- **EXERCISE TEXT**:
»»

It will take at least two years for Kenya’s economy to return to normal following the disruption caused by the coronavirus pandemic, experts have warned.

Economist David Ndii cautioned that the virus was not a “passing cloud” and estimated that in terms of expenditure, Kenya was bleeding Sh400 billion a month.

He said the economy would shrink to its worst this year with negative growth of three per cent.

“I want to disabuse people of the hope that coronavirus is a passing cloud. Asia is now experiencing a second wave that started in Singapore, Japan and now China,” said Dr Ndii (pictured).

“The best-case scenario in terms of economic impact is 18 months starting from January to June next year, and the impact will be huge.” 

Ndii was speaking Thursday night on a KTN News virtual forum that discussed the impact of Covid-19 on the Kenyan economy. The discussion was part of Transform Kenya, an initiative by the Standard Group that brings in experts to dissect the policy issues plaguing Kenya.

««

- **Collected data entries**:
»»

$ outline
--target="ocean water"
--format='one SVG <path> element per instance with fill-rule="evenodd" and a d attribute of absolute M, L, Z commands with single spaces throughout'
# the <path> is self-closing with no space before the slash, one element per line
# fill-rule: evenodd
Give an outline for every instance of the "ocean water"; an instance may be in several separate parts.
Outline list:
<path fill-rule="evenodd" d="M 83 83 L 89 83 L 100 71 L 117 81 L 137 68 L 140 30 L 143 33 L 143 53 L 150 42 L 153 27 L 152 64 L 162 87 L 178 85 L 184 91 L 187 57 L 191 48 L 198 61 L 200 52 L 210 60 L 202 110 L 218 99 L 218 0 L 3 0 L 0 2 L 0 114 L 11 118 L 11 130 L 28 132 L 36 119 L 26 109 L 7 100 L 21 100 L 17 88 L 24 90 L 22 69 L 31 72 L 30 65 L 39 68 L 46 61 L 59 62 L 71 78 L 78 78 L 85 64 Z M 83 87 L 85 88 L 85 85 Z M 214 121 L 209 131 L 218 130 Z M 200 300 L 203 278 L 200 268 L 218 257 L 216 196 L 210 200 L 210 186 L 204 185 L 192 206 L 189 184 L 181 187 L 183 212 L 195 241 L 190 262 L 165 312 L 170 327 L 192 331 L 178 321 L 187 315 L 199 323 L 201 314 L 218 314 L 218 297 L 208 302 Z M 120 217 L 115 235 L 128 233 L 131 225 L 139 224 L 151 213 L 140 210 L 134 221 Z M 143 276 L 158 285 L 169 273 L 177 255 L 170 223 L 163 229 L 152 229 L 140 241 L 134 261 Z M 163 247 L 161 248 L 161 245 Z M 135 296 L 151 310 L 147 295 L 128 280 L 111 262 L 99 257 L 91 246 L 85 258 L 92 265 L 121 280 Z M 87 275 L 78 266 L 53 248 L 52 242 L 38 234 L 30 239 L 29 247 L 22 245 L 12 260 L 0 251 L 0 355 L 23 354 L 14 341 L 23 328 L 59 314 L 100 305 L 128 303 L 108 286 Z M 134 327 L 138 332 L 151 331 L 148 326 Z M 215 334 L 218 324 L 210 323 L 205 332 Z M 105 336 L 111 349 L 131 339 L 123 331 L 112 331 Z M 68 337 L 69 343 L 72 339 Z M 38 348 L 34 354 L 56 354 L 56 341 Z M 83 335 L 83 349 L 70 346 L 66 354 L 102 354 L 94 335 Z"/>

««

- **PROBLEM DETAILS**:
Continue the news article on the Covid-19 impact on Kenya's economy from its last sentence.

- **EXERCISE RESULT**:
Thousands of workers have already lost their jobs with the most impact being in sectors such as airlines, horticulture, tourism and hospitality.

Gatundu South MP Moses Kuria, however, termed Ndii’s projections “scary” and said further evidence was needed.

“Without empirical modelling, that’s quite some scary statement to make. It must be subjected to serious scrutiny and analysis,” he said.

Mr Kuria argued that Kenya, with 234 confirmed cases of the virus, had reached a “plateau” compared to other countries.

“I’d call it a plateau as over the last two weeks, we’ve not gone over nine cases. Even in the US, figures provided by modelling proved to be grossly overstated,” he said.